-- Source text --
==============================

Gen. Anam Khan points out that Bangladesh has slipped one position in the World Press Freedom Index to 146. “While it has climbed four notches in the democracy index, there is little to celebrate on that account because Bangladesh is still classified in the ‘hybrid regime’ category, which means that substantial irregularities often prevent the elections from being free and fair,” he is quoted as saying in The Daily Star citing a report by the research and analysis division of the Economist Group..
More than 1,000 cases have been filed in Bangladesh under the Digital Security Act since it was implemented in 2018. Bangladeshi human rights monitor Odhikar claims the Digital Security Act is mostly being used by businessmen and politicians for targeting critics. Around 550 people have disappeared in the country since the Awami League government was sworn in 11 years ago.
There is no legitimate political opposition in Bangladesh. The Bangladesh Nationalist Party (BNP) is in tatters partly due to the prolonged incarceration of its leader Begum Khaled Zia on corruption charges and partly due to its boycott of the last parliamentary elections. Gen. Khan says the gap is being filled by religious groups which do not claim to be political organizations, but nonetheless command the support and influence of a large segment of the people in the country. They offer opinions and take positions on national issues that go down well with some sections of society.
He says that despite claims to the contrary, courting these groups by the political parties and hobnobbing with them to curry their support (since they command large vote banks) is a common political strategy. Compromising with these elements has become a part of the policy for ensuring political success.
The emergence of the Hindu right wing in West Bengal and Assam could be another spoiler. The BJP is set to come to power in Assam, where anti-Muslim feelings have already been whipped by the BJP and before that, by the Assam Movement against alleged illegal immigrants from Muslim Bangladesh. The BJP manifesto for the current elections in Assam, has promised laws against both ‘Love Jihad’ and ‘Land Jihad’ (alleged land grabbing by Muslim immigrants). Assam has been the epicentre of the anti-Muslim National Register of Citizens and the Citizenship Amendment Act.
If the BJP comes to power in West Bengal or even comes second in the on-going electoral race, the politics of the State will be marked by Hindutvic impulses which could impact on the Muslim minority in the State and Muslim-majority Bangladesh.
West Bengal has become communally sensitive, especially since the decline of the Left movement and the emergence of the Trinamool Congress as the ruling party in 2011. In 2013,under the stewardship of Chief Minister Mamata Banerjee, there were 106 instances of communal violence in West Bengal compared to the previous years, which had an average of 15-20 each year.
In December 2016, Muslims in Dhulagarh in the Howrah district were not able to hold the Mawlid procession, and a riot had broken out causing destruction of Muslims’ property. In May 2020, the use of a public toilet by a suspected Muslim COVID patient in Telinipara, in the Hooghly district, led to a mob attack on all Muslims. As in Dhulagarh, no politician of any party, intervened to aid the Muslim victims.
Regrouping Islamic radicals in Bangladesh and rising communalism in West Bengal and Assam could prove to be an explosive mixture that could derail the current determined bid to improve India-Bangla relations. The need of the hour is to check this pernicious tendency quickly and firmly.

==============================

-- Records provided --
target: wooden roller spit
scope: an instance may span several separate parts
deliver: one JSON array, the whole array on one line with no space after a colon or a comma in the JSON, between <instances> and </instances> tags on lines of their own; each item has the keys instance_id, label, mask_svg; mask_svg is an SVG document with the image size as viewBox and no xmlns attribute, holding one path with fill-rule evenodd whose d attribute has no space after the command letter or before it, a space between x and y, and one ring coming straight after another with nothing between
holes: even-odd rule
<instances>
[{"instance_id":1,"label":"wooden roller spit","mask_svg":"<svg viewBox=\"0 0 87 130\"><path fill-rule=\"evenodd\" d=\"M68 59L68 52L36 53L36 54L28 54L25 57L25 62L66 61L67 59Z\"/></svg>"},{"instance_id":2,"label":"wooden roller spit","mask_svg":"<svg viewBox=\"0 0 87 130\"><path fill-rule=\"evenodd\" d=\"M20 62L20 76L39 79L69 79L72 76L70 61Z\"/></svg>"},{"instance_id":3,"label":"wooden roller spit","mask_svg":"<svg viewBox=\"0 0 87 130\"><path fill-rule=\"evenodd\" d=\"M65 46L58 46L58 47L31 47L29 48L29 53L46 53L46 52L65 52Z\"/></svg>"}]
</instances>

==============================

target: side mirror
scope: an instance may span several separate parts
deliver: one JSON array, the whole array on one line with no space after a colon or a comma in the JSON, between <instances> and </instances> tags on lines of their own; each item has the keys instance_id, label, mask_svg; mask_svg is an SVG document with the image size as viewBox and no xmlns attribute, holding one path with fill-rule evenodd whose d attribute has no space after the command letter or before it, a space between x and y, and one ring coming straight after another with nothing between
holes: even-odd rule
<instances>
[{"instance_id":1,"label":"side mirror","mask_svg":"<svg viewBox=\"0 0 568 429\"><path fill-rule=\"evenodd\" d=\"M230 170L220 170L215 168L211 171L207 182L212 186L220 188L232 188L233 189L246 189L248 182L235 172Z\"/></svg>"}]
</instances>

==============================

-- Instructions --
a: List every calendar year mentioned in the source text.
b: Please rewrite the source text starting at "The emergence of the Hindu" and ending at "Citizenship Amendment Act.", using "center" in place of "epicentre".
c: Condense the source text paragraph that opens with "In December 2016, Muslims in Dhulagarh" into two sentences.

-- Answer set --
a: 2018, 2011, 2013, 2016, 2020

b:
The emergence of the Hindu right wing in West Bengal and Assam could be another spoiler. The BJP is set to come to power in Assam, where anti-Muslim feelings have already been whipped by the BJP and before that, by the Assam Movement against alleged illegal immigrants from Muslim Bangladesh. The BJP manifesto for the current elections in Assam, has promised laws against both ‘Love Jihad’ and ‘Land Jihad’ (alleged land grabbing by Muslim immigrants). Assam has been the center of the anti-Muslim National Register of Citizens and the Citizenship Amendment Act.

c: In December 2016, Muslims in Dhulagarh, in the Howrah district, could not hold the Mawlid procession, and a riot destroyed Muslims' property. In May 2020, a suspected Muslim COVID patient's use of a public toilet in Telinipara, in the Hooghly district, led to a mob attack on all Muslims, and in both places no politician of any party intervened to aid the Muslim victims.